Prompt – The entries below should be output exactly as written.

Material for this exercise –
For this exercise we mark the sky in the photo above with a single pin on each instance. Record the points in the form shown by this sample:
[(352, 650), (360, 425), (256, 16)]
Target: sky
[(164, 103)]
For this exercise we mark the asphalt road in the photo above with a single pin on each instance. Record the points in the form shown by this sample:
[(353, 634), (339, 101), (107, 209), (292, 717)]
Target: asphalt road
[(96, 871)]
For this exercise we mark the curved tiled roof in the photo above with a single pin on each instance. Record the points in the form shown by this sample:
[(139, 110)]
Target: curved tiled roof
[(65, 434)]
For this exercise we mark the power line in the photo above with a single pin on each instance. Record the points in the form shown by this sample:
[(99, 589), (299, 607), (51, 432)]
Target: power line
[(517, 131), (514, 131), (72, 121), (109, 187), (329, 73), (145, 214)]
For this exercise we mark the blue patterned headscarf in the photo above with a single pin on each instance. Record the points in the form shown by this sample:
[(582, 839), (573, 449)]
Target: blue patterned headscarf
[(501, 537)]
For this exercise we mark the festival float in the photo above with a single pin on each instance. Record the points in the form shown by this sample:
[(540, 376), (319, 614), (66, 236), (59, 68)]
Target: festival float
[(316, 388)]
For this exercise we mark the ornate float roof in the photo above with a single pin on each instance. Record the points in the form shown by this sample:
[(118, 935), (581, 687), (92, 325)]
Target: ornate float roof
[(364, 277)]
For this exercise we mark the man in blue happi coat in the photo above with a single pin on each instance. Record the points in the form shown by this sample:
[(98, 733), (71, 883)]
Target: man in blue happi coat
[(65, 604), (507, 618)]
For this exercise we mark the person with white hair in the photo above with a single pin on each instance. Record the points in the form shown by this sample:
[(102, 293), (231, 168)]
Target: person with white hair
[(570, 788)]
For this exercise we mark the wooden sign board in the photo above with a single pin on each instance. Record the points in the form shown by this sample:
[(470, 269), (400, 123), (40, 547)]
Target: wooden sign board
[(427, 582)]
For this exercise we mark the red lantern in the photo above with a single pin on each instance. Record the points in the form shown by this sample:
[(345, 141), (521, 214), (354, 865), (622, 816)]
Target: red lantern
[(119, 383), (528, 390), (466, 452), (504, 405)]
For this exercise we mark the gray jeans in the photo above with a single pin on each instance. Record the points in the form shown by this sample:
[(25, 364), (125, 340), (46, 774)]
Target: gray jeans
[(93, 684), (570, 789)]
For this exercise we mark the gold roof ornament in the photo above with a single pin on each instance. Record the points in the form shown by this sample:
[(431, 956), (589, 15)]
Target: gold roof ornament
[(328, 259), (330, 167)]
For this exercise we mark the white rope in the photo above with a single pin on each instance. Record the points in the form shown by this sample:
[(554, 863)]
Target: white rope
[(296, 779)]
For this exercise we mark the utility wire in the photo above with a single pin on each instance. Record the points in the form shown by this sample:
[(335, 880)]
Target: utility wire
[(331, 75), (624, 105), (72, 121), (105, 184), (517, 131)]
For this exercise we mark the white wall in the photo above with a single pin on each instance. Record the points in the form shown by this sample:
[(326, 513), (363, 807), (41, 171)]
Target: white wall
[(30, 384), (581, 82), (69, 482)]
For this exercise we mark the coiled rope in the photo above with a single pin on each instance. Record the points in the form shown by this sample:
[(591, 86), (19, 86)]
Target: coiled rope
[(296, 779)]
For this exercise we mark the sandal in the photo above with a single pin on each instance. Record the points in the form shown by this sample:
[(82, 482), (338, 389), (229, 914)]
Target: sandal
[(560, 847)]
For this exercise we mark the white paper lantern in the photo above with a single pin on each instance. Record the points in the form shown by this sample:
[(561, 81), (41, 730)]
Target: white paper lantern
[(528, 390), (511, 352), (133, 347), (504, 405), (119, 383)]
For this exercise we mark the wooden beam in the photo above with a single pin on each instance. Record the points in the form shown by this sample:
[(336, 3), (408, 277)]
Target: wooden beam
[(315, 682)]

Answer for this exercise –
For this exercise we mark the sky in the photo above with a single pin on each instance. Record the points in the form shown by this sample:
[(352, 650), (360, 425), (256, 16)]
Target: sky
[(164, 103)]
For this exercise we mark the asphalt road in the photo above with a single pin on each instance. Record the points in the form shown by this sample:
[(353, 634), (339, 101), (107, 209), (292, 717)]
Target: asphalt road
[(96, 871)]
For this exercise we mark the curved tiled roof in the photo above with a single pin on each instance. Record the points in the form shown by this sample:
[(139, 110)]
Target: curved tiled roof
[(65, 434)]
For this exercise we mark the power line in the photo above with a single pin on each instance. Record the points in the form shown by this sample:
[(99, 589), (299, 607), (51, 432)]
Target: power line
[(517, 131), (514, 131), (72, 121), (109, 187), (329, 73), (145, 214)]
For this exercise we mark the blue patterned headscarf in the photo above with a single pin on each instance. Record the points in the form shown by this sample:
[(582, 839), (573, 449)]
Target: blue patterned headscarf
[(501, 537)]
For this exercise we mark the festival float in the photo above with a single pin on each instance. Record the points in the form shown by this sample:
[(540, 376), (319, 614), (66, 236), (59, 68)]
Target: festival float
[(316, 388)]
For this exercise we mark the ornate float roof in the photo above with a single pin on each instance. Record the points in the form shown by this sample:
[(118, 935), (581, 687), (92, 325)]
Target: ornate float roof
[(364, 277)]
For this exercise we mark the man in blue happi coat in the photo above with a single pin on each instance. Record the points in the form shown by this sample:
[(98, 733), (71, 883)]
Target: man in blue happi coat
[(65, 604), (507, 618)]
For this exercise we mark the person with white hair in the photo above with a single pin on each instance. Record the points in the form shown by this sample:
[(102, 293), (231, 168)]
Target: person with white hair
[(570, 788)]
For this exercise we mark the wooden sign board in the photo above with a single pin on each instance. Record the points in the form shown by this sample:
[(470, 269), (400, 123), (40, 547)]
Target: wooden sign board
[(427, 582)]
For this exercise we mark the red lantern in the photo above with a single pin on each instance. Record the points in the form shown by this sample:
[(345, 141), (521, 214), (354, 865), (622, 816)]
Target: red lantern
[(119, 383), (528, 390), (466, 452), (504, 405)]
For this exercise we mark the gray jeans in the photo above with a single pin on each instance. Record the points in the form shown by this sample:
[(25, 364), (125, 340), (46, 774)]
Target: gray jeans
[(93, 684), (570, 789)]
For this exercise we mark the gold roof ornament in the photo above with a single pin on each instance. Record the points in the form shown by this sample:
[(431, 956), (589, 15)]
Target: gold roof ornament
[(328, 259), (330, 167)]
For this exercise we mark the white rope in the photo above with a single pin on each instance. Record the points in the form shown by this sample:
[(554, 863)]
Target: white rope
[(296, 779)]
For this exercise we mark the utility wire in the photo above with a single pin on each instance. Record the points in the form shown by this sample:
[(335, 880)]
Target: utility wire
[(331, 75), (624, 105), (72, 121), (105, 184), (517, 131)]
For this exercise we mark the white wall in the photo above with a single pin on each instance. Record the points in the form shown by this sample:
[(326, 513), (363, 807), (41, 171)]
Target: white wall
[(30, 384), (581, 82), (69, 482)]
For this exercise we mark the coiled rope in the photo above with a single pin on each instance. Record the points in the form shown by this sample:
[(591, 86), (19, 86)]
Target: coiled rope
[(296, 779)]
For this exercise we mark the sandal in the photo above with a single pin on each instance. Record the points in the form shown by this sample:
[(82, 482), (338, 389), (229, 914)]
Target: sandal
[(560, 847)]
For this exercise we mark the white paper lantern in the photo above with a single pin on each instance. Record the points in the form shown by this sample:
[(561, 81), (41, 730)]
Target: white paper lantern
[(528, 390), (511, 352), (133, 347), (504, 405), (119, 383)]
For this exercise we mark the wooden beam in the photo above with a single pin on each instance. Record the points in the form shown by this sample:
[(336, 3), (408, 277)]
Target: wooden beam
[(315, 682)]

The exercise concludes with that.